### Records

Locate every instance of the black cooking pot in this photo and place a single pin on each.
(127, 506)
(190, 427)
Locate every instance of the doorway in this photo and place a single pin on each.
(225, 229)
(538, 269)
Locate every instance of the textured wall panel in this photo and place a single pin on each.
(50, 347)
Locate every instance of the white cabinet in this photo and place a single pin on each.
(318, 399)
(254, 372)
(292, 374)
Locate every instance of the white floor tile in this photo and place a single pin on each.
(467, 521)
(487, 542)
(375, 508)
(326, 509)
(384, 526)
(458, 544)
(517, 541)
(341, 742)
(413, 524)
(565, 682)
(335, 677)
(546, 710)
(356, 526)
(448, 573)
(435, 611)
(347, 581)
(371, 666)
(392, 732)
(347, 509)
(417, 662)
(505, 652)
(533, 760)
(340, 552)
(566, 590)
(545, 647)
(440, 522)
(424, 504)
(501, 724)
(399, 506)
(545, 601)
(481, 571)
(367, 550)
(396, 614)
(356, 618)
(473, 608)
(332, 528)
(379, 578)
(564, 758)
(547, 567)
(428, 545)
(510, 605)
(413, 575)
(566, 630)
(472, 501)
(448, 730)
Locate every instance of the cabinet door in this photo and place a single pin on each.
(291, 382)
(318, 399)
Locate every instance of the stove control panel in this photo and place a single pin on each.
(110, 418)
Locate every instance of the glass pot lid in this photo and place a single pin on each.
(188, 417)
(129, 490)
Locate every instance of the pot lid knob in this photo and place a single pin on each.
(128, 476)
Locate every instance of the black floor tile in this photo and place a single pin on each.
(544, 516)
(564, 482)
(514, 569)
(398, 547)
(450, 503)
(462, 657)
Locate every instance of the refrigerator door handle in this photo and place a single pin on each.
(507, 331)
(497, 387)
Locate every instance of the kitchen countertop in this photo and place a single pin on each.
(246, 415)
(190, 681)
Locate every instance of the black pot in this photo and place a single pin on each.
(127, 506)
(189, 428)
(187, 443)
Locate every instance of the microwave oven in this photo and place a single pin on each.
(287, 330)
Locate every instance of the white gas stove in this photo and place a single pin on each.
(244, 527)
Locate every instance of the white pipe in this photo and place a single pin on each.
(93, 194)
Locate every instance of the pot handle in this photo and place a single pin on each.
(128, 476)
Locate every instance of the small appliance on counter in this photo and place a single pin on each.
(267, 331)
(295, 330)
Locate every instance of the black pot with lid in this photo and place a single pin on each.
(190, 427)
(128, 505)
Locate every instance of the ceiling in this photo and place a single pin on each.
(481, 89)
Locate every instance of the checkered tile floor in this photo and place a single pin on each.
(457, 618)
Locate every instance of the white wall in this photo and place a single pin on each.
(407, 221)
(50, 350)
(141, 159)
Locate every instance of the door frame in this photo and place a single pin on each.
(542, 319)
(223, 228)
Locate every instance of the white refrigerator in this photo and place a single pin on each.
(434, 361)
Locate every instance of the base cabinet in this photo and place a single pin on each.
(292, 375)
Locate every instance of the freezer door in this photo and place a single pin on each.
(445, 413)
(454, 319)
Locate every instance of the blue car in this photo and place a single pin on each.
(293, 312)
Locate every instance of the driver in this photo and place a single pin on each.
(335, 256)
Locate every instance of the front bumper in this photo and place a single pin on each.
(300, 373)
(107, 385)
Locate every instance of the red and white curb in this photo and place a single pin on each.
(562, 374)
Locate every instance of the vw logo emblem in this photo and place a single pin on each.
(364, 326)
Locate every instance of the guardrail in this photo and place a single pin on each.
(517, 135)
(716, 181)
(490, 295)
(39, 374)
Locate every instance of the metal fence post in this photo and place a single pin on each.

--

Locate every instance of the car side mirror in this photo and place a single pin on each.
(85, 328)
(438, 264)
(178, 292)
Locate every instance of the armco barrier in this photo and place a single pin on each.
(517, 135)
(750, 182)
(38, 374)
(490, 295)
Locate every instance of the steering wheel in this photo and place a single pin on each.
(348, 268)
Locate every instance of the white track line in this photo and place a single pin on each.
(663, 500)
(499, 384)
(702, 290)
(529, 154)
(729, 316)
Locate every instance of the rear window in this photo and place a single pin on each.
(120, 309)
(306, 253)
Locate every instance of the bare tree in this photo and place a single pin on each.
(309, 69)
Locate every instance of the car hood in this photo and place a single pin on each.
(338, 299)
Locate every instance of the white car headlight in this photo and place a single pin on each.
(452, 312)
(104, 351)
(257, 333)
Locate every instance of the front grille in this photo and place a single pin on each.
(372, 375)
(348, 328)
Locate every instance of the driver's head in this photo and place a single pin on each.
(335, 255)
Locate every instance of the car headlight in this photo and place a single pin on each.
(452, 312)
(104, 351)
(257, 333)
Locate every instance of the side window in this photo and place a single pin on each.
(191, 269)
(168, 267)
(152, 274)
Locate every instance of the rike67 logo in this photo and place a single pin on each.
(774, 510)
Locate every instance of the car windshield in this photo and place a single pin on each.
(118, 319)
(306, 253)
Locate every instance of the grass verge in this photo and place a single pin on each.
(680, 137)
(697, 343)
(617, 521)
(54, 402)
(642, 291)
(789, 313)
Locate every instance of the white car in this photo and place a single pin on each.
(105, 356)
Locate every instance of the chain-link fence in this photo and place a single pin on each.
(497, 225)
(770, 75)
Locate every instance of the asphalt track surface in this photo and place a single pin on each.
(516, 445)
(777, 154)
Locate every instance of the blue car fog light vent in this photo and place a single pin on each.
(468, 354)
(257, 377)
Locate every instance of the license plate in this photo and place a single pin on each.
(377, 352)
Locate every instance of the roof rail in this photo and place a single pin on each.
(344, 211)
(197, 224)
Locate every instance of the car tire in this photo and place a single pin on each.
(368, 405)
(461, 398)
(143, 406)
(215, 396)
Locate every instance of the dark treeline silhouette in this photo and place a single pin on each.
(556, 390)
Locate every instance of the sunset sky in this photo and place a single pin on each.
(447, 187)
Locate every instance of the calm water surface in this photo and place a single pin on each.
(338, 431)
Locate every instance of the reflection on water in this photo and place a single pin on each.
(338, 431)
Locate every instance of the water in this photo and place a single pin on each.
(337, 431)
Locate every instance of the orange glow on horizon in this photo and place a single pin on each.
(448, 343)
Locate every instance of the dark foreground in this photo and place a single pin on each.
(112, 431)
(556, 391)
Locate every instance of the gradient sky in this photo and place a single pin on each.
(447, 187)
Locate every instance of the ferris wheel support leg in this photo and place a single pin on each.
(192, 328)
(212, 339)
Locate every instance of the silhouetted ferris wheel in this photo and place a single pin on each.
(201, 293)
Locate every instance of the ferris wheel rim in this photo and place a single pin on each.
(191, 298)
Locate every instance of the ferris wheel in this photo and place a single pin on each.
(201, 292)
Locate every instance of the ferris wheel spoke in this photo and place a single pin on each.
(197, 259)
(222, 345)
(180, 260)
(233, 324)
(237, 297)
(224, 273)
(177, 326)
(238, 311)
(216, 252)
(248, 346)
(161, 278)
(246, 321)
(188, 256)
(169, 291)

--

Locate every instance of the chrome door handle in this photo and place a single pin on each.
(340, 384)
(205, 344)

### What to work on
Reproduce exactly the lines between the one holding "Locate every instance of the microwave" and the one holding "Locate every instance of the metal", inclusive.

### Answer for this exercise
Locate every instance of the microwave oven in this photo and place a single pin on each.
(287, 330)
Locate every instance of the white gas stove in this photo and place a single pin on each.
(244, 527)
Locate every instance of the white pipe in this photo and place a single pin on each.
(93, 194)
Locate every instance of the pot handle in this photo and place a single pin on each.
(128, 476)
Locate every instance of the small appliance on counter in this photo and place a single pin on each.
(267, 331)
(295, 330)
Locate every instance of the black pot with lid in this photo and place a single pin on each.
(190, 427)
(128, 505)
Locate every instance of the ceiling in this photo and place a single pin on each.
(481, 89)
Locate every instance of the checkered tile floor in this photo and place a single pin on each.
(457, 618)
Locate every instance of the white wall in this photo and place a single pin on each.
(407, 221)
(50, 350)
(141, 159)
Locate every instance of the door frame in this photo and place a single pin on each.
(542, 319)
(223, 228)
Locate every instance of the white refrigerator in this photo and place a single pin on each.
(434, 361)
Locate every instance of the base cabinet in this photo and place a single pin on each.
(292, 375)
Locate every instance of the freezer door in this photo and place a single pin on each.
(445, 413)
(454, 319)
Locate every instance of the blue car in this photo and place a single pin on each.
(293, 312)
Locate every instance of the driver in this photo and place a single pin on each.
(335, 256)
Locate every instance of the front bumper in this photo and place a single pin on each.
(300, 373)
(107, 385)
Locate every instance of the red and white curb in this photo and place a single pin on each.
(562, 374)
Locate every instance of the vw logo emblem in this photo and place a single pin on each.
(364, 326)
Locate every instance of the guardrail in this photo and place a single pin on each.
(517, 135)
(716, 181)
(490, 295)
(39, 374)
Locate every instance of the metal fence post in this photo and place a single pin on each.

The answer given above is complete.